The All-Purpose Drupal Entity Translation Guide

Ryan Weal
Published 2013-01-18

Great news Drupalists! Fresh for 2013 is the new 1.0 version of the Entity module. That means we're on stable ground to build our entity-based sites that allow us to translate anything in Drupal. To celebrate the 1.0 milestone, we're finalizing and documenting our build recipe that we use to build multilingual sites.

Modules

locale entity and entity_token entity_translation i18n and i18n_menu l10n_update token pathauto transliteration

Install

First enable the locale and the l10n_update modules. I put the l10n_update in there because I like to see the translated Drupal strings in all their glory. Go to Configuration > Languages Enable your second, third, or more additional languages. Drupal will fetch the strings for each language for the modules that you have installed using the l10n_update module. Edit the English language, add a prefix "en". This will help us deal with English when we setup language negotiation. Go to Configuration > Languages > Detection and Selection. Enable path translation, and put it at the top. Then I would enable the browser setting as a fallback. This means that if a user with a French web browser comes to our site, we will give them FR content, unless they explicitly put a different language in the path. For this reason we don't need to worry about what "default" language the site has - the site will always default to the user's default. Ok. We have languages and a way to manage which one we're using. Now we need an interface to do that. Go to Structure > Blocks. Enable the "Language switcher (user interface)" block. Put it somewhere you can get at easily so we can do some testing with it. If you need to change the text name for the language that appears in this block, you can go back to the Config > Languages page and update the title there. At this point you've configured Drupal to do multiple languages, negotiate between them, and you have an interface to do that as a user. Additionally, Drupal translated itself by fetching all the strings from drupal.org for each module you have installed. As you add more modules, l10n_update will continue to pull down new updates to the text. So to your translators, Drupal will provide service in all the languages that you support. Handy.

Translating Content with Entity Translation

Enabling Entity Translation

Go to Structure > Content Types > Edit the type you want Publication options: Enabled, with field translation. Then go to Structure > Content Types > Manage fields for the type you enabled above Edit the body field, scroll to the bottom, and check the box to enable translation. Repeat this step for every field that you wish to translate. Leave it unchecked if you wish to have the content synchronize all versions. For the title field, get the title module. Enable it, then go to Structure > Content Types > Manage fields Then choose the "replace" option for the title field. This will create a new field_title that behaves the same way as the traditional field, but with multilingual features. Edit this field. Remove the description text. Save.

» **Data rows**
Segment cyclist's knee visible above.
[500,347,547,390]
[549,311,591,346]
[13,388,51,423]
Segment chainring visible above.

» **The task**
Quote the stretch of the Drupal entity translation guide from "Great news Drupalists!" through "build multilingual sites." word for word.

» **Complete response**
Great news Drupalists! Fresh for 2013 is the new 1.0 version of the Entity module. That means we're on stable ground to build our entity-based sites that allow us to translate anything in Drupal. To celebrate the 1.0 milestone, we're finalizing and documenting our build recipe that we use to build multilingual sites.